Task details:
Word for word, restate the records that come after this.

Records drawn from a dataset
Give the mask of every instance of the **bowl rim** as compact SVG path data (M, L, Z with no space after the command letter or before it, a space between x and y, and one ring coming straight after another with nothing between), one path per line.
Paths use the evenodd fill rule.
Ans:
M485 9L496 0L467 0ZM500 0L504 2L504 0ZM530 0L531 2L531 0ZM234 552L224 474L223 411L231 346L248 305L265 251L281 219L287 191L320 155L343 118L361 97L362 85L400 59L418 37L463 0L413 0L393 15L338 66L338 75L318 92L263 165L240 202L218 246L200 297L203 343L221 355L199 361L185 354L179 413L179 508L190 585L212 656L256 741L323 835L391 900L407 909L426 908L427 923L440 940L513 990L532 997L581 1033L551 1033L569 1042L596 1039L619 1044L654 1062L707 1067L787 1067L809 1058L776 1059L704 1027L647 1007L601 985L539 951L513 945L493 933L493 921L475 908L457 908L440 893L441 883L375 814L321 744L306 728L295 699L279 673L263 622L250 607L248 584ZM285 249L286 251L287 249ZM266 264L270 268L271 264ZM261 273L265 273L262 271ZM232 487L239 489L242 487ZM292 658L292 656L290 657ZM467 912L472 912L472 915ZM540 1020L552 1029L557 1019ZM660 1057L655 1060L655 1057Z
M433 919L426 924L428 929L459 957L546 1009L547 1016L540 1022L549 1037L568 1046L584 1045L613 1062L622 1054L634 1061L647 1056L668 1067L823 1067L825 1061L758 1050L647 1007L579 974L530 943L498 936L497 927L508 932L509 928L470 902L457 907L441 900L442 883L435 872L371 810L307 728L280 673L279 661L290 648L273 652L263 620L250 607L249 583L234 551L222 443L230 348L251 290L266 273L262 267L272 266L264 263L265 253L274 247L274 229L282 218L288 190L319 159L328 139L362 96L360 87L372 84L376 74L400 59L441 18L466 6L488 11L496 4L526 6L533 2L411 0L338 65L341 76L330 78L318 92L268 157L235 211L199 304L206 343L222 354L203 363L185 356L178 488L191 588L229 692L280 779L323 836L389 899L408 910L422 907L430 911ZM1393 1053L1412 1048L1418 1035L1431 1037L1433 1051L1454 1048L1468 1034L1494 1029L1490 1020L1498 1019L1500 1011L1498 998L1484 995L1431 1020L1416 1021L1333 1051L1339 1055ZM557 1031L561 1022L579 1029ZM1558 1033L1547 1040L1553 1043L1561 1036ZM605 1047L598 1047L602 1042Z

Your response:
Give the mask of every instance of the **bowl rim** as compact SVG path data (M, L, Z with no space after the command letter or before it, a space between x and y, and one ring coming straight after another with nothing between), one path per line.
Paths use the evenodd fill rule.
Ans:
M485 9L496 0L467 0ZM500 0L504 2L504 0ZM530 0L531 2L531 0ZM234 552L224 474L223 411L231 346L248 305L265 251L281 219L287 191L320 155L343 118L361 97L362 85L400 59L418 37L463 0L413 0L393 15L338 66L338 75L318 92L263 165L240 202L218 246L200 297L203 343L221 355L199 361L185 354L179 413L179 508L190 585L212 656L256 741L323 835L391 900L407 909L426 908L427 923L440 940L513 990L532 997L581 1033L551 1033L569 1042L596 1039L619 1044L654 1062L707 1067L787 1067L809 1058L776 1059L704 1027L647 1007L601 985L539 951L513 945L493 933L493 921L475 908L457 908L440 893L441 883L375 814L321 744L306 728L295 699L279 673L263 622L250 607L248 584ZM285 249L286 251L287 249ZM266 264L270 268L271 264ZM261 273L265 273L262 271ZM232 487L239 489L242 487ZM292 658L292 656L290 657ZM467 912L472 912L472 915ZM540 1020L552 1029L557 1019ZM660 1057L655 1060L655 1057Z
M433 919L426 924L428 929L459 957L546 1009L547 1016L540 1022L549 1037L568 1046L584 1045L613 1062L622 1054L634 1061L647 1056L668 1067L823 1067L825 1061L758 1050L647 1007L579 974L530 943L498 936L497 927L508 932L509 928L470 902L457 907L441 900L442 883L435 872L371 810L307 728L280 673L279 661L290 648L273 652L263 620L250 607L249 583L234 551L222 443L230 348L251 290L266 273L262 267L272 266L264 263L265 253L274 247L274 229L282 218L288 190L319 159L328 139L362 96L360 87L372 84L376 74L400 59L441 18L466 6L488 11L496 4L526 6L533 2L411 0L338 65L341 76L330 78L318 92L268 157L235 211L199 304L206 343L222 354L203 363L185 356L178 488L191 588L229 692L280 779L323 836L389 899L408 910L422 907L430 911ZM1393 1053L1412 1048L1418 1035L1431 1037L1433 1051L1454 1048L1468 1034L1494 1029L1490 1020L1498 1019L1500 1011L1498 998L1484 995L1431 1020L1416 1021L1333 1051L1339 1055ZM557 1031L561 1022L579 1029ZM1558 1033L1547 1040L1553 1043L1561 1036ZM605 1047L598 1047L602 1042Z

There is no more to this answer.